• ENTRIES SUPPLIED:
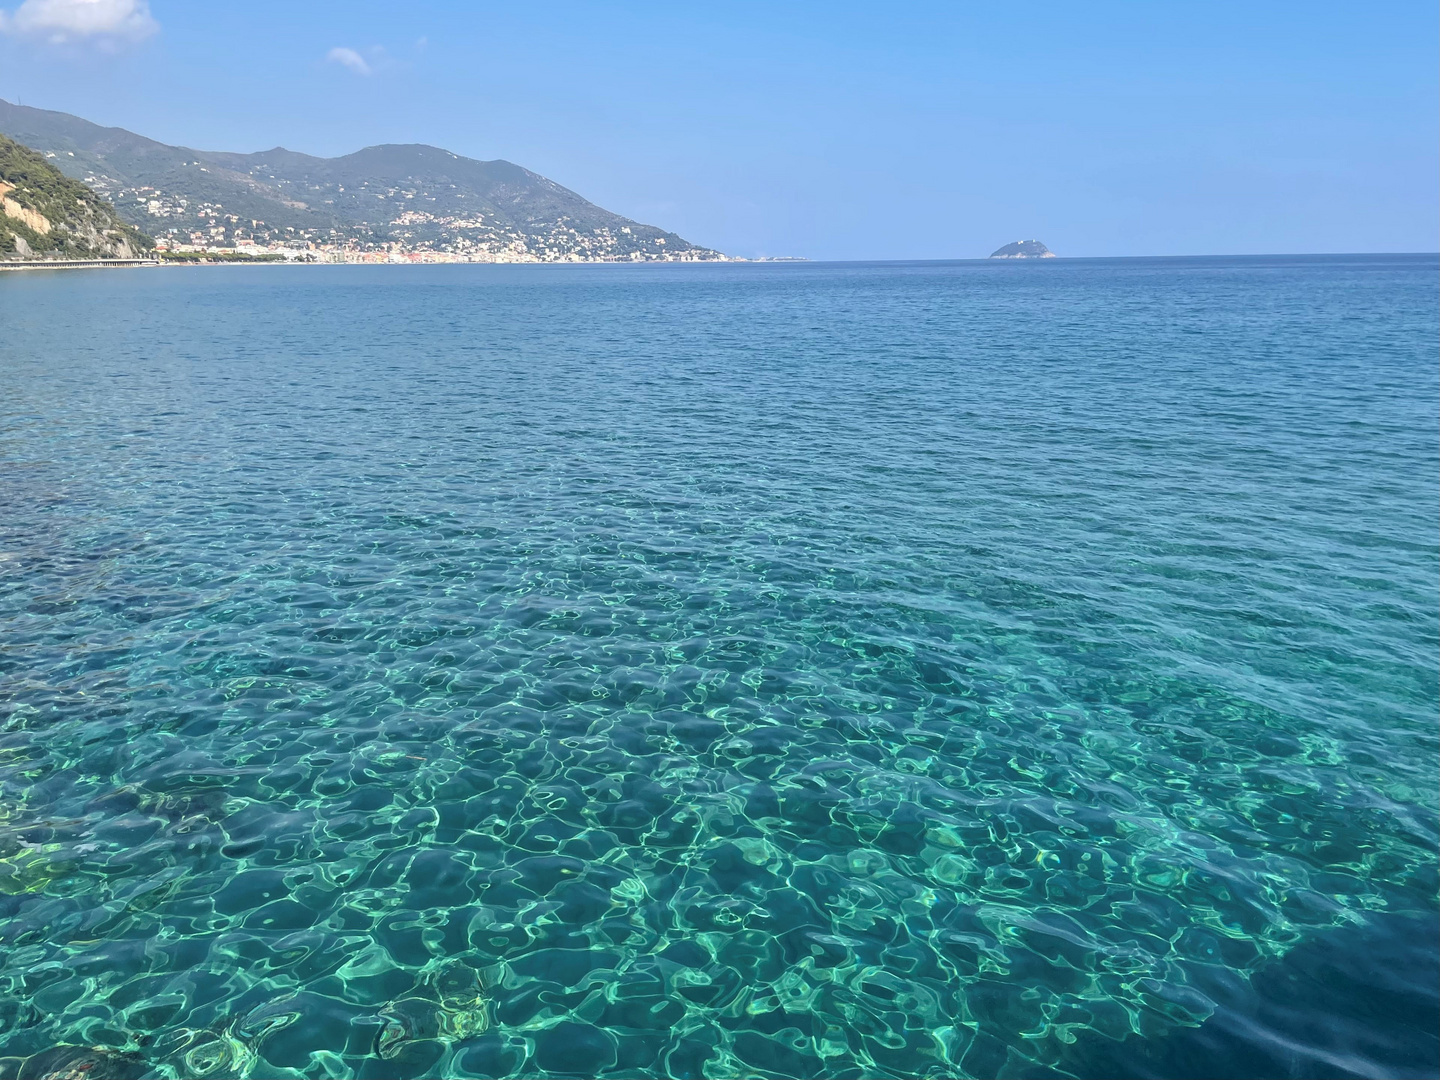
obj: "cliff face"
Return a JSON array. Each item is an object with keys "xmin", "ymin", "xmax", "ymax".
[{"xmin": 0, "ymin": 134, "xmax": 153, "ymax": 260}]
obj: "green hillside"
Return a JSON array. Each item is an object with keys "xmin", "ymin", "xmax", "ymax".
[
  {"xmin": 0, "ymin": 98, "xmax": 722, "ymax": 261},
  {"xmin": 0, "ymin": 133, "xmax": 154, "ymax": 261}
]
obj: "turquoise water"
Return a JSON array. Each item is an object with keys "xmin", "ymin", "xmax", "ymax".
[{"xmin": 0, "ymin": 256, "xmax": 1435, "ymax": 1080}]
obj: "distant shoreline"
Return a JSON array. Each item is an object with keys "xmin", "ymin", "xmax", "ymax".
[
  {"xmin": 0, "ymin": 258, "xmax": 160, "ymax": 272},
  {"xmin": 0, "ymin": 255, "xmax": 797, "ymax": 270},
  {"xmin": 4, "ymin": 253, "xmax": 1432, "ymax": 274}
]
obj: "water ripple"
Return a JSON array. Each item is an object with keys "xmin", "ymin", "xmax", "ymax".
[{"xmin": 0, "ymin": 256, "xmax": 1435, "ymax": 1079}]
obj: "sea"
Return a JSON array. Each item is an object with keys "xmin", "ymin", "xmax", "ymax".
[{"xmin": 0, "ymin": 255, "xmax": 1436, "ymax": 1080}]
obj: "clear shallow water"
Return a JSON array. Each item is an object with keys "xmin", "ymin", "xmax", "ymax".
[{"xmin": 0, "ymin": 256, "xmax": 1435, "ymax": 1080}]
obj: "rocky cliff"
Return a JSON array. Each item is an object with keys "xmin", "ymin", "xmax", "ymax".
[{"xmin": 0, "ymin": 133, "xmax": 153, "ymax": 260}]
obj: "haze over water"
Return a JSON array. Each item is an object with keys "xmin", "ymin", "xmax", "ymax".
[{"xmin": 1, "ymin": 257, "xmax": 1436, "ymax": 1079}]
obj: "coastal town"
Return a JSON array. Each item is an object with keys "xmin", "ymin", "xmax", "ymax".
[
  {"xmin": 78, "ymin": 168, "xmax": 732, "ymax": 264},
  {"xmin": 0, "ymin": 113, "xmax": 737, "ymax": 263},
  {"xmin": 5, "ymin": 109, "xmax": 773, "ymax": 268}
]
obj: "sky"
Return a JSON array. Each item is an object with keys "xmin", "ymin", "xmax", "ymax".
[{"xmin": 0, "ymin": 0, "xmax": 1435, "ymax": 260}]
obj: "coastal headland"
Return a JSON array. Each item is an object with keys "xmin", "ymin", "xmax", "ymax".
[{"xmin": 0, "ymin": 98, "xmax": 730, "ymax": 265}]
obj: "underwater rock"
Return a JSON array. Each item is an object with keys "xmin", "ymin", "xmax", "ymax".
[
  {"xmin": 0, "ymin": 849, "xmax": 59, "ymax": 896},
  {"xmin": 376, "ymin": 997, "xmax": 442, "ymax": 1058},
  {"xmin": 157, "ymin": 1029, "xmax": 256, "ymax": 1079},
  {"xmin": 16, "ymin": 1046, "xmax": 146, "ymax": 1080},
  {"xmin": 374, "ymin": 979, "xmax": 490, "ymax": 1060}
]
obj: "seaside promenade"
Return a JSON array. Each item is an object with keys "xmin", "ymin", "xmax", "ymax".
[{"xmin": 0, "ymin": 257, "xmax": 160, "ymax": 271}]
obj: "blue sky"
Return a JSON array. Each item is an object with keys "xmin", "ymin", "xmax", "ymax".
[{"xmin": 1, "ymin": 0, "xmax": 1435, "ymax": 259}]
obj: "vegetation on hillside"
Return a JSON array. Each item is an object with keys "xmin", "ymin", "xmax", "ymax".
[
  {"xmin": 158, "ymin": 250, "xmax": 287, "ymax": 263},
  {"xmin": 0, "ymin": 134, "xmax": 154, "ymax": 260},
  {"xmin": 0, "ymin": 99, "xmax": 721, "ymax": 260}
]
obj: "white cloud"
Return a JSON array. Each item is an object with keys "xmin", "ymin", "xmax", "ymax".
[
  {"xmin": 0, "ymin": 0, "xmax": 157, "ymax": 43},
  {"xmin": 326, "ymin": 46, "xmax": 372, "ymax": 76}
]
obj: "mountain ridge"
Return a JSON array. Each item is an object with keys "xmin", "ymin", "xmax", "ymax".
[{"xmin": 0, "ymin": 99, "xmax": 723, "ymax": 261}]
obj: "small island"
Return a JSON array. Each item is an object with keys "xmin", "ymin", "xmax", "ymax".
[{"xmin": 989, "ymin": 240, "xmax": 1056, "ymax": 259}]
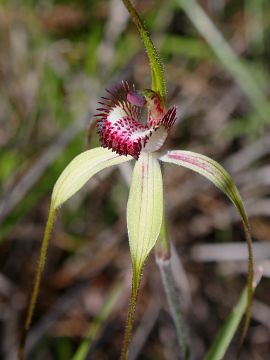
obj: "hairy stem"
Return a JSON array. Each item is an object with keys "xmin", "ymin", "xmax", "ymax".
[
  {"xmin": 121, "ymin": 271, "xmax": 140, "ymax": 360},
  {"xmin": 121, "ymin": 0, "xmax": 166, "ymax": 102},
  {"xmin": 19, "ymin": 204, "xmax": 56, "ymax": 360}
]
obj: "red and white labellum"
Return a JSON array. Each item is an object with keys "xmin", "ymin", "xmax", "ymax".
[{"xmin": 96, "ymin": 81, "xmax": 177, "ymax": 159}]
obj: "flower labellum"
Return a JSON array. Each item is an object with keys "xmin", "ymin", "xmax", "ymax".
[{"xmin": 96, "ymin": 81, "xmax": 177, "ymax": 159}]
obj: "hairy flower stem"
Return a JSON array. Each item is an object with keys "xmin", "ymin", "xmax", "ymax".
[
  {"xmin": 121, "ymin": 0, "xmax": 166, "ymax": 102},
  {"xmin": 19, "ymin": 205, "xmax": 56, "ymax": 360},
  {"xmin": 121, "ymin": 273, "xmax": 140, "ymax": 360},
  {"xmin": 156, "ymin": 211, "xmax": 190, "ymax": 360}
]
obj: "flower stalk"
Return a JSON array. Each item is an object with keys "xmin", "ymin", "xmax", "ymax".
[
  {"xmin": 121, "ymin": 273, "xmax": 141, "ymax": 360},
  {"xmin": 121, "ymin": 0, "xmax": 166, "ymax": 102},
  {"xmin": 19, "ymin": 205, "xmax": 56, "ymax": 360}
]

• TASK BRIEF:
Apart from the pictures, repeat the data above exactly.

• WRITTEN SOLUTION:
obj: "cliff face"
Return a JSON array. Each item is an object with keys "xmin", "ymin", "xmax", "ymax".
[{"xmin": 0, "ymin": 134, "xmax": 153, "ymax": 260}]
obj: "green hillside"
Return a JSON array. Each item is an object with keys "xmin", "ymin", "xmax", "ymax".
[
  {"xmin": 0, "ymin": 98, "xmax": 722, "ymax": 261},
  {"xmin": 0, "ymin": 133, "xmax": 154, "ymax": 261}
]
obj: "turquoise water"
Return a JSON array. Each item is an object with keys "xmin", "ymin", "xmax", "ymax".
[{"xmin": 0, "ymin": 256, "xmax": 1435, "ymax": 1080}]
obj: "distant shoreline"
Return a JSON array. Each item is an object with keys "xmin", "ymin", "xmax", "ymax".
[
  {"xmin": 0, "ymin": 258, "xmax": 160, "ymax": 272},
  {"xmin": 0, "ymin": 255, "xmax": 797, "ymax": 270},
  {"xmin": 4, "ymin": 253, "xmax": 1432, "ymax": 274}
]
obj: "water ripple"
Return a JSON array. Each item is an object with keys "xmin", "ymin", "xmax", "ymax".
[{"xmin": 0, "ymin": 256, "xmax": 1435, "ymax": 1079}]
obj: "sea"
Return a JSON array. Each item is an object with keys "xmin", "ymin", "xmax", "ymax".
[{"xmin": 0, "ymin": 255, "xmax": 1436, "ymax": 1080}]
obj: "clear shallow water"
Return a JSON array. Each item is an object with keys "xmin", "ymin", "xmax", "ymax".
[{"xmin": 0, "ymin": 256, "xmax": 1435, "ymax": 1080}]
obj: "rocky cliff"
Return a JSON array. Each item is an object with keys "xmin", "ymin", "xmax", "ymax".
[{"xmin": 0, "ymin": 133, "xmax": 153, "ymax": 260}]
obj: "haze over water"
Return a JSON array. Each item is an object with keys "xmin", "ymin", "xmax", "ymax".
[{"xmin": 1, "ymin": 257, "xmax": 1436, "ymax": 1079}]
obj: "coastal town"
Return a JSON array. Each item is an object with keys "xmin", "ymin", "xmax", "ymax".
[
  {"xmin": 78, "ymin": 168, "xmax": 732, "ymax": 264},
  {"xmin": 0, "ymin": 113, "xmax": 737, "ymax": 263},
  {"xmin": 5, "ymin": 109, "xmax": 773, "ymax": 268}
]
obj: "sky"
Return a JSON array. Each item is an object with keys "xmin", "ymin", "xmax", "ymax".
[{"xmin": 0, "ymin": 0, "xmax": 1435, "ymax": 260}]
obj: "coastal headland"
Return a JSON array. Each item is an object with keys "xmin", "ymin", "xmax", "ymax".
[{"xmin": 0, "ymin": 98, "xmax": 730, "ymax": 265}]
obj: "underwater rock"
Return a JSON array. Each item is an object with keys "xmin", "ymin", "xmax", "ymax".
[
  {"xmin": 0, "ymin": 849, "xmax": 59, "ymax": 896},
  {"xmin": 376, "ymin": 997, "xmax": 442, "ymax": 1058},
  {"xmin": 157, "ymin": 1029, "xmax": 256, "ymax": 1079},
  {"xmin": 16, "ymin": 1046, "xmax": 146, "ymax": 1080},
  {"xmin": 374, "ymin": 979, "xmax": 490, "ymax": 1060}
]
obj: "seaside promenade"
Return a JSON array. Each item is an object with keys "xmin", "ymin", "xmax", "ymax".
[{"xmin": 0, "ymin": 257, "xmax": 160, "ymax": 271}]
obj: "blue sky"
Return a JSON array. Each item is an object with keys "xmin", "ymin", "xmax", "ymax".
[{"xmin": 1, "ymin": 0, "xmax": 1435, "ymax": 259}]
obj: "vegetation on hillside"
Return a JSON array. Each item is an object with keys "xmin", "ymin", "xmax", "ymax".
[
  {"xmin": 158, "ymin": 250, "xmax": 287, "ymax": 263},
  {"xmin": 0, "ymin": 134, "xmax": 154, "ymax": 260},
  {"xmin": 0, "ymin": 99, "xmax": 721, "ymax": 260}
]
obj: "white cloud"
Return a JSON array. Each item is an object with keys "xmin", "ymin", "xmax", "ymax".
[
  {"xmin": 0, "ymin": 0, "xmax": 157, "ymax": 43},
  {"xmin": 326, "ymin": 46, "xmax": 372, "ymax": 76}
]
obj: "mountain ridge"
Return a JSON array. Each item is an object with keys "xmin", "ymin", "xmax", "ymax".
[{"xmin": 0, "ymin": 99, "xmax": 723, "ymax": 261}]
obj: "small island"
Return a JSON array. Each item is an object with keys "xmin", "ymin", "xmax", "ymax".
[{"xmin": 989, "ymin": 240, "xmax": 1056, "ymax": 259}]
obj: "hairy stem"
Return a JSON array. Each item is an object with keys "xmin", "ymin", "xmax", "ymax".
[
  {"xmin": 121, "ymin": 271, "xmax": 140, "ymax": 360},
  {"xmin": 121, "ymin": 0, "xmax": 166, "ymax": 102},
  {"xmin": 19, "ymin": 204, "xmax": 56, "ymax": 360}
]
obj: "red and white labellum"
Return a JSON array. Each item is an object with keys "xmin", "ymin", "xmax", "ymax".
[{"xmin": 96, "ymin": 81, "xmax": 177, "ymax": 159}]
obj: "flower labellum"
Return a JSON array. Each item is an object with keys "xmin", "ymin", "xmax", "ymax".
[{"xmin": 96, "ymin": 81, "xmax": 177, "ymax": 159}]
obj: "hairy flower stem"
Return a JSON array. Each item is an object with keys "xmin", "ymin", "xmax", "ymax".
[
  {"xmin": 121, "ymin": 0, "xmax": 166, "ymax": 102},
  {"xmin": 19, "ymin": 205, "xmax": 56, "ymax": 360},
  {"xmin": 121, "ymin": 273, "xmax": 140, "ymax": 360},
  {"xmin": 156, "ymin": 211, "xmax": 190, "ymax": 360}
]
obj: "flower stalk"
Return a JSON array. Each item is an object with keys "xmin", "ymin", "xmax", "ymax".
[
  {"xmin": 121, "ymin": 273, "xmax": 141, "ymax": 360},
  {"xmin": 121, "ymin": 0, "xmax": 166, "ymax": 102},
  {"xmin": 19, "ymin": 205, "xmax": 56, "ymax": 360}
]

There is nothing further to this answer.